INFORMATION SHOWN below:

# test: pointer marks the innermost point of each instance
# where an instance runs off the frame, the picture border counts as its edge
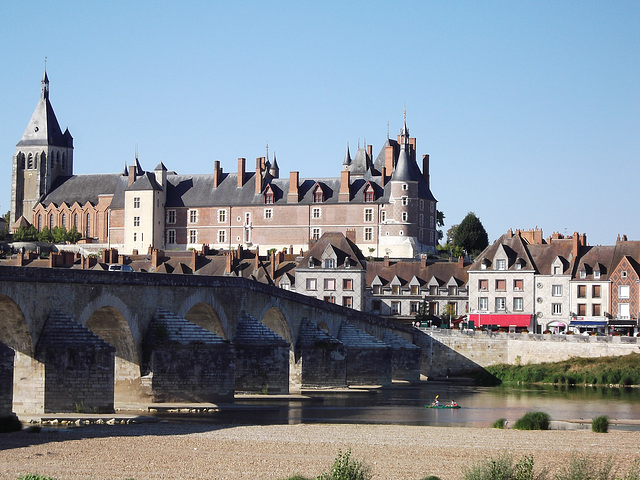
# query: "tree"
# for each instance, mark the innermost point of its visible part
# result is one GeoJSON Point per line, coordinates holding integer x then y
{"type": "Point", "coordinates": [471, 235]}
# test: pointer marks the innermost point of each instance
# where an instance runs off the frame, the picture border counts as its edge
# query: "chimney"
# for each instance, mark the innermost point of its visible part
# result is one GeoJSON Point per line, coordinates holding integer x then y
{"type": "Point", "coordinates": [344, 195]}
{"type": "Point", "coordinates": [132, 175]}
{"type": "Point", "coordinates": [217, 174]}
{"type": "Point", "coordinates": [388, 159]}
{"type": "Point", "coordinates": [258, 178]}
{"type": "Point", "coordinates": [272, 264]}
{"type": "Point", "coordinates": [292, 196]}
{"type": "Point", "coordinates": [240, 172]}
{"type": "Point", "coordinates": [425, 169]}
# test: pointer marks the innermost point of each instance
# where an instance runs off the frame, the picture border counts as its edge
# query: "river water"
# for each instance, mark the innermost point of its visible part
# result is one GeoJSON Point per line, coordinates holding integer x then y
{"type": "Point", "coordinates": [405, 405]}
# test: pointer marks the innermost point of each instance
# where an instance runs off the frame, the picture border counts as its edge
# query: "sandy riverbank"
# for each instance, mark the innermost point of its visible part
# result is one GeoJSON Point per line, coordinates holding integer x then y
{"type": "Point", "coordinates": [199, 451]}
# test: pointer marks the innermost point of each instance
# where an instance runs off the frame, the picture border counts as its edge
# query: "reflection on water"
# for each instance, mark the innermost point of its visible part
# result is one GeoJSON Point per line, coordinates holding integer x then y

End of INFORMATION SHOWN.

EXERCISE GOAL →
Instructions for the listing above: set down every entry exactly and drop any image.

YOUR SOLUTION →
# test: pointer marks the innermost point of each instance
# where an instance runs off the frame, the picture border counts as its edge
# query: "tree"
# for each instance, mark the innermost point of its visible part
# result is one GeoJSON Point per line, coordinates holding integer x then y
{"type": "Point", "coordinates": [471, 235]}
# test: pointer marks the innermost point of each instance
# where an instance runs off the frame, the picture border counts as its edge
# query: "chimney"
# for each instance, mark the innermost point of its visible part
# result is one GeoJSON Point per line, coordinates holding integer x then y
{"type": "Point", "coordinates": [344, 195]}
{"type": "Point", "coordinates": [132, 175]}
{"type": "Point", "coordinates": [217, 174]}
{"type": "Point", "coordinates": [388, 159]}
{"type": "Point", "coordinates": [258, 178]}
{"type": "Point", "coordinates": [272, 264]}
{"type": "Point", "coordinates": [292, 196]}
{"type": "Point", "coordinates": [240, 172]}
{"type": "Point", "coordinates": [425, 169]}
# test: pointer marks the innermost point of each instance
# where an instance runs off the frame, the picture border counts as its edge
# query: "river water"
# for each instance, mark the innermost point of its visible part
# result is one GeoJSON Point per line, coordinates holding integer x then y
{"type": "Point", "coordinates": [405, 405]}
# test: pointer marks the innermost point of each instance
# where an instance runs off the frame, the picture border counts as its edge
# query: "sandy riverbank"
# for each instance, mark the innermost point of its visible part
# result is one GeoJSON Point per line, coordinates holding integer x then y
{"type": "Point", "coordinates": [199, 451]}
# test: pointer marks the innermost point of each instance
# where an instance runs off the frame, the picture border counts as its edge
# query: "reflection on water"
# for each instance, mark the innermost point of its visible part
# result is one GeoJSON Point per line, coordinates holding integer x then y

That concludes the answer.